* **SOURCE EXCERPT**:
Graeme was supposed to meet family friend, Phyllis Smith, for the school run, but when she arrived at their designated spot, he was nowhere to be found. Concern turned to panic as Freda reported her son missing to the police, initiating a desperate search that would grip the nation.
The chilling reality of Graeme's abduction became starkly evident when Freda received a phone call demanding £25,000 for his safe return, accompanied by a horrifying threat to "feed the boy to the sharks" if the ransom wasn't paid by 5PM. Sergeant Larry O'Shea, posing as Freda's husband Brazil Thorne, engaged with the kidnapper, unaware that Brazil had recently won £100,000 in the Opera House Lottery, a fact that had been widely publicized in the media.
Despite efforts to comply with the kidnapper's demands, including instructions to prepare the ransom money, the ordeal took a grim turn. Graeme's empty school case was discovered near the meeting spot with Phyllis Smith, followed by the discovery of his lunch bag and school books miles away.

* **RECORDS SUPPLIED**:
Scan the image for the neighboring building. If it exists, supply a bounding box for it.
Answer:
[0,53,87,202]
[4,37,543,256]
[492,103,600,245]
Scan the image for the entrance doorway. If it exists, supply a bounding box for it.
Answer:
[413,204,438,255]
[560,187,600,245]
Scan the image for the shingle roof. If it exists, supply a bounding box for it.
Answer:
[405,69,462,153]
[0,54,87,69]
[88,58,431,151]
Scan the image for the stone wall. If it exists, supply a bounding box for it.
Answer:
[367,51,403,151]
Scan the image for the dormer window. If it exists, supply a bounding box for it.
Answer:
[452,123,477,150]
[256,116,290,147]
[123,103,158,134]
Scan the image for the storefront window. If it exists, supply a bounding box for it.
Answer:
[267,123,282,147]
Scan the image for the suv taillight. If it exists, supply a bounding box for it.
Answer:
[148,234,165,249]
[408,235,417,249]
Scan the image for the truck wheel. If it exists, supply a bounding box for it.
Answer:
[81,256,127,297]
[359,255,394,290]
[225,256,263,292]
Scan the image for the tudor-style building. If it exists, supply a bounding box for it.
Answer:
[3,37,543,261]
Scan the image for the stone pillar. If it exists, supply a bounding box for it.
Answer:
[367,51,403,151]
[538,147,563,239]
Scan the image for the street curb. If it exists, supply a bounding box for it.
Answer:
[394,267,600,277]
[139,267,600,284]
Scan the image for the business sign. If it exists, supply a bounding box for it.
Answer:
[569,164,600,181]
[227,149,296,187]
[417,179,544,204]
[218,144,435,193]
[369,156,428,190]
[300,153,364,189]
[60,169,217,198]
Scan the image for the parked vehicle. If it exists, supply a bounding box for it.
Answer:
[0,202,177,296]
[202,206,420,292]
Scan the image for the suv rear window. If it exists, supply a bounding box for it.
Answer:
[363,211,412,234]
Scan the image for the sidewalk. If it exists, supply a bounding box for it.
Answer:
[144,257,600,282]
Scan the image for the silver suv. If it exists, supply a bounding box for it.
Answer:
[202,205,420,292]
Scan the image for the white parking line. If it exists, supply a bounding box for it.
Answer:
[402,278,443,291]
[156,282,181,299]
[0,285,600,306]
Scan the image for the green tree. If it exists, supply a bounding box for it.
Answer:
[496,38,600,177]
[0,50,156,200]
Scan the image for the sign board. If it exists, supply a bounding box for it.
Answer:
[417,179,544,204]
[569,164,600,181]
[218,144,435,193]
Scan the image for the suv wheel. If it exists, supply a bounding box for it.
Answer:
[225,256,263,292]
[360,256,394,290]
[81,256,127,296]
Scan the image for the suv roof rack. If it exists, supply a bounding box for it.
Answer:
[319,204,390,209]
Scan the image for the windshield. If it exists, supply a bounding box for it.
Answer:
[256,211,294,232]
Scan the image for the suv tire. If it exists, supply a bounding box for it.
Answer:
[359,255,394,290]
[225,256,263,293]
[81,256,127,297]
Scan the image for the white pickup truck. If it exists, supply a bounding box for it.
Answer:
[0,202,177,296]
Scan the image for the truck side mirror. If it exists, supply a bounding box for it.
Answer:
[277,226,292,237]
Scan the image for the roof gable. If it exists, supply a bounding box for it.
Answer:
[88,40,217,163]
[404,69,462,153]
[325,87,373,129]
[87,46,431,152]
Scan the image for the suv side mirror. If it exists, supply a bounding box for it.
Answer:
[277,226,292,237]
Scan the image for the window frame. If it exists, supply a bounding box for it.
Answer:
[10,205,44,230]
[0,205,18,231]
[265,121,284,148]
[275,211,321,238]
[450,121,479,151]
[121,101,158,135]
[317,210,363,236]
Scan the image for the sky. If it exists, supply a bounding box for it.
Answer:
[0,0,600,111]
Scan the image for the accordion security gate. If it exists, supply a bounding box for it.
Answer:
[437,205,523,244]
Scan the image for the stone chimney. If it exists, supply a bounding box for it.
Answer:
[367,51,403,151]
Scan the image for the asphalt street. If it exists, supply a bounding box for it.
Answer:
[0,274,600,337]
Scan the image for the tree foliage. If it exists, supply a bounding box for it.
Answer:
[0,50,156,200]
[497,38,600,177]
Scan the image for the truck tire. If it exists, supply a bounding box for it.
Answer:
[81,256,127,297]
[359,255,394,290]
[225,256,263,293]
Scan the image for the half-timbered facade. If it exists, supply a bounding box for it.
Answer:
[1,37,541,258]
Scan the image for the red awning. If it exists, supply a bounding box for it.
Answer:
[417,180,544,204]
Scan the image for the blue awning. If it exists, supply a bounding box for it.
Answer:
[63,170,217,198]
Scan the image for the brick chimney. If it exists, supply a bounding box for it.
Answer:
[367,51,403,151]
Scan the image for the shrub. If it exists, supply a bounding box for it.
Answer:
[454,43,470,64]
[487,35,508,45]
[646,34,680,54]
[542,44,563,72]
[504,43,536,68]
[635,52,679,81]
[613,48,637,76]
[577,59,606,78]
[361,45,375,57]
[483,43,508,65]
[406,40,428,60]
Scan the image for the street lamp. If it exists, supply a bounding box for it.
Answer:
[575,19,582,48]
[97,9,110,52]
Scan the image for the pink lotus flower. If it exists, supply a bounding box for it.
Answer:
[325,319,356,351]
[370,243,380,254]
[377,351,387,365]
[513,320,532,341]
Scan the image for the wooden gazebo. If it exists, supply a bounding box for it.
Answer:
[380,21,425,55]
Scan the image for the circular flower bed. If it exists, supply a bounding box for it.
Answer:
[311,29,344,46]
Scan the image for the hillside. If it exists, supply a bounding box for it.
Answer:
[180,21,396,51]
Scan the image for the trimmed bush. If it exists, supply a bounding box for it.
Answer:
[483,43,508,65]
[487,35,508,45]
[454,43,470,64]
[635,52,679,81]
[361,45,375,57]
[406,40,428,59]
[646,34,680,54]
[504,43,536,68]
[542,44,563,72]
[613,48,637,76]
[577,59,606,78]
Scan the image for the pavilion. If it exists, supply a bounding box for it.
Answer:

* **AIM 1**: Rewrite the account of Graeme's abduction, starting at "Graeme was supposed" and ending at "in the media.", with "ransom" changed to "payment".
* **AIM 2**: Write the next part of the account of Graeme's kidnapping, continuing after its final sentence.

* **WRITTEN ANSWER 1**:
Graeme was supposed to meet family friend, Phyllis Smith, for the school run, but when she arrived at their designated spot, he was nowhere to be found. Concern turned to panic as Freda reported her son missing to the police, initiating a desperate search that would grip the nation.
The chilling reality of Graeme's abduction became starkly evident when Freda received a phone call demanding £25,000 for his safe return, accompanied by a horrifying threat to "feed the boy to the sharks" if the payment wasn't paid by 5PM. Sergeant Larry O'Shea, posing as Freda's husband Brazil Thorne, engaged with the kidnapper, unaware that Brazil had recently won £100,000 in the Opera House Lottery, a fact that had been widely publicized in the media.

* **WRITTEN ANSWER 2**:
The agonizing wait for Graeme's return came to a devastating end when his lifeless body was found on August 16, 1960, in Seaforth, Sydney. Wrapped in a tartan blanket, bound with string, and gagged with a scarf, Graeme had been killed within 24 hours of his abduction.
Forensic analysis uncovered crucial evidence linking Stephen Leslie Bradley, a Hungarian migrant, to the crime. Despite fleeing to Britain, Bradley was apprehended in Colombo, Ceylon, and subsequently found guilty, receiving a life sentence. His death in prison on October 6, 1968, provided little solace to a grieving family and a nation in shock.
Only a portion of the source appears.